Start of PAGE TEXT

Home Ownership and Equity Protection Act of 1994
September 23, 1994
HOEPA addresses unfair, deceptive, or abusive mortgage lending practices
Published February 6, 2024
Congress passed the Home Ownership and Equity Protection Act (HOEPA) in 1994 to curb unfair, deceptive, or abusive practices in residential mortgage refinancing and home improvement loans. The Act required additional disclosures, prohibited certain risky loan terms, and established rule-writing power for the Federal Reserve. As a result of the surge of mortgage defaults starting around 2006 and the subsequent financial crisis, the Federal Reserve's use of its powers under HOEPA came under intense scrutiny. After the crisis, the newly created Consumer Financial Protection Bureau absorbed the Fed's HOEPA powers, along with other consumer protection powers from across the federal government.
Enactment of HOEPA
In the early 1990s, a number of consumer complaints arose involving high-cost loans and inadequate disclosures about risky loan terms. For example, some of these reports featured elderly homeowners who had substantial equity in their homes but needed a loan to pay for a major repair such as a roof replacement (US Senate 1993a). Often, these loans were based on the value of the collateral and without verification that repayment schedules were suited for limited or fixed incomes. Borrowers reported very high interest rates and being unaware of many aspects of the loan: what the monthly payments were, that the monthly payments could rise, or even that the loan was secured by their property. When borrowers refinanced to avoid default, they lost equity because of additional fees, a problem known as equity stripping through loan flipping. Economic factors in the background of these loans included the elimination of usury ceilings over the previous decade, allowing high interest rates, and the growth of homeowners' equity amid rising house prices.
Complaints about predatory loans were particularly common in low-income and minority communities in a pattern that was called "reverse redlining"—predatory lending in areas with low access to credit. Senator Donald Riegle noted that "as banks have tended to withdraw from low-income communities, a parade of shady lenders has moved in to fill the void peddling high-rate, high-fee mortgages to cash-poor homeowners" (US Senate 1993b, p. 1). Indeed, many complaints featured non-bank mortgage lenders, though some were affiliated with banks. For example, one company that was the subject of many complaints was Fleet Finance, an affiliate of Fleet Bank, which reached settlements with the states of Massachusetts and Georgia in the early 1990s over claims of predatory or discriminatory lending.1
The Truth in Lending Act (TILA) of 1968 had been intended to address inadequate disclosures. It requires a 3-day rescission period in which a borrower can back out of a transaction. HOEPA went beyond TILA in a few ways. HOEPA required lenders to provide borrowers with an additional 3-day waiting period after receiving the disclosures, for a total of 6 days during which a loan applicant can review the disclosures or back out of the transaction. Required disclosures included information about the monthly payment and how high the monthly payment could rise; it also included a statement that "you could lose your home and any money you have put into it, if you do not meet your obligations under the loan" (Section 129(a)(1)(B)). For the mortgages it covered, HOEPA also prohibited certain risky loan features or underwriting practices. It prohibited underwriting that did not account for the borrower's ability to repay the loan, prohibited risky features including balloon payments or negative amortization, and limited prepayment penalties.

End of PAGE TEXT

▶ **GOALS**:
**A)** Answer these from the page on the Home Ownership and Equity Protection Act:
(i) In what year did Congress pass HOEPA?
(ii) Which newly created agency took over the Federal Reserve's HOEPA powers after the financial crisis?
(iii) In total, how many days does HOEPA give a loan applicant to review the disclosures or back out of the transaction?
**B)** Write the next part of the page on the Home Ownership and Equity Protection Act, picking up right after its last sentence.

Start of ENTRIES

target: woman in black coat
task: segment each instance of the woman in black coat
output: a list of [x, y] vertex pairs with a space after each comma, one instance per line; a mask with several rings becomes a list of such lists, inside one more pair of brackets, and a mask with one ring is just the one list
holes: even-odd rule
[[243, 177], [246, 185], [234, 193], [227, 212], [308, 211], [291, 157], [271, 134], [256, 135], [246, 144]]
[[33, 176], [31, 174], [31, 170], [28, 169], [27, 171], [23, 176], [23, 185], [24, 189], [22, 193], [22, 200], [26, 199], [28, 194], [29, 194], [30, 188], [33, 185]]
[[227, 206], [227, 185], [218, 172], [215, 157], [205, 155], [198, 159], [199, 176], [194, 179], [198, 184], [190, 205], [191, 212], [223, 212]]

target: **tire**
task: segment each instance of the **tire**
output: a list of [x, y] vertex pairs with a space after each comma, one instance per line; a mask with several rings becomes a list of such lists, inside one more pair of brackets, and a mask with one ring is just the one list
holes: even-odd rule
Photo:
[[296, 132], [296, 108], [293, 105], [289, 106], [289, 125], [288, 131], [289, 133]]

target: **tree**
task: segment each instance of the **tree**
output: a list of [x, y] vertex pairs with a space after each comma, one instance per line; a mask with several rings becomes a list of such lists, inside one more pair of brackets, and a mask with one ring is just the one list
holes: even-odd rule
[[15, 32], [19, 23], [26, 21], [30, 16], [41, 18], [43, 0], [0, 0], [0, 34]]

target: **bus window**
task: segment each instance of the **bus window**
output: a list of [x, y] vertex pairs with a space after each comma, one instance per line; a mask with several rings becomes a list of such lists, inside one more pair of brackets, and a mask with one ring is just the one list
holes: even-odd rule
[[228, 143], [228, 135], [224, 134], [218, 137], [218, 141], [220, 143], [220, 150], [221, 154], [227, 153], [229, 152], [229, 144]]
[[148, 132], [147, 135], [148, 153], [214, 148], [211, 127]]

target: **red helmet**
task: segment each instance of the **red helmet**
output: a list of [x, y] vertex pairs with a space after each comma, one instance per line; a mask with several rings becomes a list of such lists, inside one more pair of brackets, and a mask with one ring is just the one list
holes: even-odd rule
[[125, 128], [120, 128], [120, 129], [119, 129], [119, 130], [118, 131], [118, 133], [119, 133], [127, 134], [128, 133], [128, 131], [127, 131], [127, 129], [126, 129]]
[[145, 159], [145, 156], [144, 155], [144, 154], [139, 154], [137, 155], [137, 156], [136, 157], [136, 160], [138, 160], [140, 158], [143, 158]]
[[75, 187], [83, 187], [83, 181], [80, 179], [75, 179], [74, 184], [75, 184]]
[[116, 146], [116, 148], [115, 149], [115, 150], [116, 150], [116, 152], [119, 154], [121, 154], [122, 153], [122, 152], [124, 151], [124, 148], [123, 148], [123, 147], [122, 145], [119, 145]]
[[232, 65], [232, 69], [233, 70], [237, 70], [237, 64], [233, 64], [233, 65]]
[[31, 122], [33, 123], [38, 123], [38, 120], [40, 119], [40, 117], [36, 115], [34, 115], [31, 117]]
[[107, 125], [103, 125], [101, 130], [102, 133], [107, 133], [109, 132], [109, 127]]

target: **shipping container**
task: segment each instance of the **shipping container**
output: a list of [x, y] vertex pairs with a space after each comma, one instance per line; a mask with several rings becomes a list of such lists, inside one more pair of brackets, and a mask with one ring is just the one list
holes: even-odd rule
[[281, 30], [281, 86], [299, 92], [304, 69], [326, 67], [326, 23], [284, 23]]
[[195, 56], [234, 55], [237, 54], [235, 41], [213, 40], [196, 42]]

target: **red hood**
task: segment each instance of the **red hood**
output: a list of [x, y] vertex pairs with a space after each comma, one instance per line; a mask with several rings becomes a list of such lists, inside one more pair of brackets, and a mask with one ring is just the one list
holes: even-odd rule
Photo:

End of ENTRIES

▶ **ANSWERS PER TASK**:
**A)**
(i) 1994
(ii) The Consumer Financial Protection Bureau
(iii) 6 days

**B)**
HOEPA's requirements applied only to certain mortgages. The Act was targeted at a class of the highest-cost mortgages—defined as having an annual percentage rate (APR) 10 percentage points above a comparable maturity Treasury rate or having points and fees exceeding 8 percent of the loan or $400. HOEPA's provisions also applied only to refinanced loans or home improvement loans, not to loans used to purchase homes. The focus on refinanced or home improvement loans was consistent with the nature of the consumer protection concerns that motivated the Act, concerns that existing homeowners were losing the equity they had accumulated.
For the Federal Reserve, HOEPA assigned important rule-writing powers. The Act allowed the Fed to issue rules that adjusted the definition of a high-cost loans. It also directed the Fed to write additional rules to prohibit loans the Fed viewed as unfair, deceptive, designed to evade HOEPA, associated with abusive lending practices, or not in the interest of the borrower.
Growth of Subprime Loans and Alternative Mortgages
The mortgage financing environment changed rapidly around the time of HOEPA's passage. Many of the practices that had led to HOEPA, such as the use of balloon payments or lack of verification of a borrower's ability to repay, became much more widespread over the next decade. However, such loans largely avoided HOEPA’s prohibitions as their APRs were generally below the threshold that determined HOEPA’s coverage. In some cases, lenders charged significant costs that were not included in the APR calculation. For example, one practice that received much criticism from consumer advocates was single premium credit insurance (SPCI). SPCI required a single up-front premium to cover the life of the mortgage, rather than periodic premiums. This premium represented a significant up-front cost but was not included in the HOEPA APR calculation. Borrowers often had difficulty obtaining a refund for the unused portion of their premium if the loan was paid off early.
In an effort to widen the application of HOEPA, the Fed issued a new rule in December 2001. The rule included SPCI premiums in the APR calculation. Lenders responded by largely abandoning that form of insurance, which Fed Governor Ed Gramlich considered "a very striking success" (Gramlich 2007). Gramlich viewed the other 2001 changes as "a little bit less striking." For example, the Fed expanded the definition of a high-cost mortgage (by reducing the APR threshold from 10 percentage points to 8, the lowest allowed by statute), but the change did not result in many more loans coming under the coverage of HOEPA. At peak in 2005, there were only about 36,000 loans covered by HOEPA, or less than ½ of 1 percent of all refinance or home improvement loans originated that year (Bhutta and Ringo 2016).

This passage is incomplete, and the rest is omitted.